**Task item**
Please find every line in the records below that contains the word "liberty", and copy it.

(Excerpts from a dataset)

# # # # #

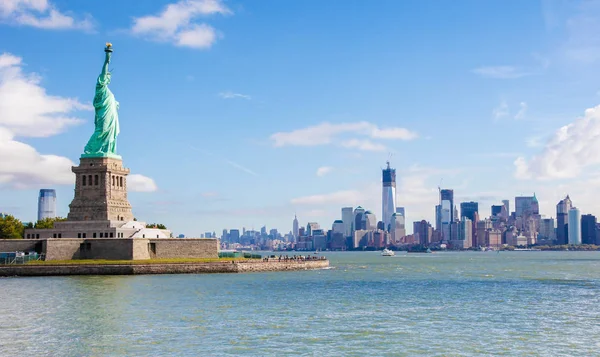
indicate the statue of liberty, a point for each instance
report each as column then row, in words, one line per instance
column 103, row 142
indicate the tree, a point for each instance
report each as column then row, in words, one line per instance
column 48, row 223
column 10, row 227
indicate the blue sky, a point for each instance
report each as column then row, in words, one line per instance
column 241, row 113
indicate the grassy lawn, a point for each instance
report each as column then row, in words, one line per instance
column 127, row 262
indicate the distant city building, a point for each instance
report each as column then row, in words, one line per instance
column 47, row 204
column 370, row 220
column 234, row 236
column 547, row 230
column 359, row 222
column 574, row 228
column 468, row 209
column 588, row 229
column 338, row 226
column 295, row 228
column 347, row 218
column 399, row 228
column 388, row 195
column 506, row 204
column 310, row 227
column 423, row 232
column 447, row 212
column 562, row 212
column 497, row 210
column 464, row 234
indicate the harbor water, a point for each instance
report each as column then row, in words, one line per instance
column 443, row 304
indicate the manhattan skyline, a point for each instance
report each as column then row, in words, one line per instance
column 280, row 109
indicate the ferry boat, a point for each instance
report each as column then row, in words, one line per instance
column 387, row 253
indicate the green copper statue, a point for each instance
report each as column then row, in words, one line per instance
column 103, row 142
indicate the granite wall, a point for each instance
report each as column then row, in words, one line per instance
column 183, row 268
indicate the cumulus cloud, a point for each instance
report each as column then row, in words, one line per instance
column 232, row 95
column 522, row 110
column 141, row 183
column 324, row 170
column 500, row 111
column 26, row 110
column 175, row 24
column 41, row 14
column 567, row 153
column 501, row 72
column 21, row 166
column 328, row 133
column 25, row 107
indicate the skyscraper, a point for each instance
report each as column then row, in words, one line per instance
column 506, row 204
column 347, row 218
column 295, row 228
column 358, row 219
column 388, row 195
column 47, row 204
column 468, row 209
column 447, row 212
column 574, row 228
column 588, row 229
column 562, row 211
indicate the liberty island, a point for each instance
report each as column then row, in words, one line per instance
column 101, row 225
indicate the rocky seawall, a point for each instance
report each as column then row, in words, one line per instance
column 160, row 268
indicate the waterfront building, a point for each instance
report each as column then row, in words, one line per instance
column 388, row 195
column 398, row 227
column 506, row 204
column 497, row 211
column 347, row 218
column 234, row 236
column 423, row 232
column 464, row 237
column 338, row 226
column 588, row 229
column 547, row 230
column 310, row 227
column 46, row 204
column 359, row 219
column 370, row 220
column 446, row 213
column 562, row 212
column 295, row 227
column 482, row 229
column 468, row 209
column 574, row 228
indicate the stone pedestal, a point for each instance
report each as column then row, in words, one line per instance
column 100, row 191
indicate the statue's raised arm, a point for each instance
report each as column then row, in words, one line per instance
column 103, row 143
column 104, row 77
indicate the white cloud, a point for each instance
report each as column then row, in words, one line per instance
column 21, row 166
column 500, row 111
column 324, row 170
column 501, row 72
column 364, row 145
column 232, row 95
column 573, row 148
column 522, row 110
column 41, row 14
column 175, row 24
column 140, row 183
column 328, row 133
column 348, row 197
column 26, row 109
column 241, row 168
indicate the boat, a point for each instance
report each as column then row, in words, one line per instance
column 387, row 253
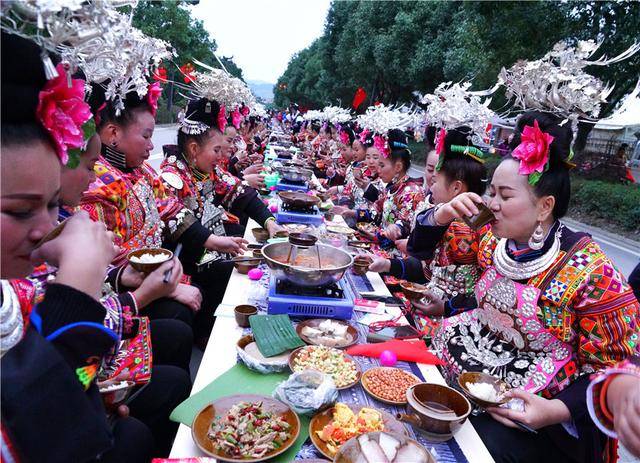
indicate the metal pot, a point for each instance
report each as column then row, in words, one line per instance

# # # # #

**Task solution**
indicate the statue of liberty, a point for each instance
indicate the liberty island, a point for each instance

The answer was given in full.